> [The problem]: Make an exact copy of every entry.

-- Data shown follows --

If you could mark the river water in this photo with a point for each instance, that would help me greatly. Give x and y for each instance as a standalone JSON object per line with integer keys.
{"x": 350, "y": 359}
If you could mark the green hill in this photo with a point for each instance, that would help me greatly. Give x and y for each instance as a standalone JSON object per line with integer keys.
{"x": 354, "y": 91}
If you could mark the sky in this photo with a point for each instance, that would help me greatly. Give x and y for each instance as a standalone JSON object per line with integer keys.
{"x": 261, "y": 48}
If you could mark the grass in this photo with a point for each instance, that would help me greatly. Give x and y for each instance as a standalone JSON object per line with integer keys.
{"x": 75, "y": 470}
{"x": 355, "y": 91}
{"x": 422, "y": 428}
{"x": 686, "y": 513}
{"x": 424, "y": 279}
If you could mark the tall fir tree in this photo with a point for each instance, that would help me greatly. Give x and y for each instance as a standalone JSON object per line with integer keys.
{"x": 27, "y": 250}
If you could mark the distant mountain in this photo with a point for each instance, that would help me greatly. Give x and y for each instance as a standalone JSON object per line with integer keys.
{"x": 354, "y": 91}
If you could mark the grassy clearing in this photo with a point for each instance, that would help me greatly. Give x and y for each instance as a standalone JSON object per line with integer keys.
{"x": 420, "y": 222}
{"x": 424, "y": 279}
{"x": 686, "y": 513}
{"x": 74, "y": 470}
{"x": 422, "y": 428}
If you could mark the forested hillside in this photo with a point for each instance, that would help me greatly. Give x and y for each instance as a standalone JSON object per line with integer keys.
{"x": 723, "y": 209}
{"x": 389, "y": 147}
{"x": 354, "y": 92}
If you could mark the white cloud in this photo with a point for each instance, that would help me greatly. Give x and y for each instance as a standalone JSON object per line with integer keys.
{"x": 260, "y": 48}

-- Data shown concluded --

> [Written answer]:
If you could mark the river water in this photo with a point for each instance, that would help me greatly. Give x and y for each instance as a standalone JSON object per line with integer keys.
{"x": 350, "y": 359}
If you could mark the green hill in this photo with a point for each instance, that would help me greatly. Give x and y for each instance as a standalone JSON object per line with integer keys.
{"x": 354, "y": 91}
If you could mark the sky in this photo with a point for each instance, that would help me greatly. Give x and y for each instance as a standalone JSON object per line with integer keys.
{"x": 261, "y": 48}
If you could mark the grass in this photo with a point for each instance, that would help me greatly. Give x and y for each instance as a standalone JSON object per line with integer keys.
{"x": 75, "y": 470}
{"x": 355, "y": 91}
{"x": 422, "y": 428}
{"x": 686, "y": 513}
{"x": 424, "y": 279}
If you could mark the tall fir tree in this photo with a point for each instance, that would help me greatly. Give x and y for each instance as a standalone JSON object per line with integer keys.
{"x": 27, "y": 250}
If you could mark the distant mountain in this photo with a point for each instance, that would help me greatly. Give x and y for each instance as a standalone JSON object per line with integer keys.
{"x": 354, "y": 91}
If you could mark the grassy clearing in this photo with a point for each instance, that would help me greatly. Give x and y for each instance as a standalone JSON object per line with integer keys.
{"x": 420, "y": 222}
{"x": 424, "y": 279}
{"x": 686, "y": 513}
{"x": 74, "y": 470}
{"x": 422, "y": 428}
If you could mark the forested hillside in this photo with a point for each instance, that would help me greatly. Give x and y for each instance as a standalone JSON object per line with integer keys.
{"x": 723, "y": 209}
{"x": 389, "y": 147}
{"x": 354, "y": 92}
If you could mark the white cloud in this photo with a point for each instance, that would help me greatly. Give x and y for each instance as a standalone JSON object per line with integer keys.
{"x": 260, "y": 48}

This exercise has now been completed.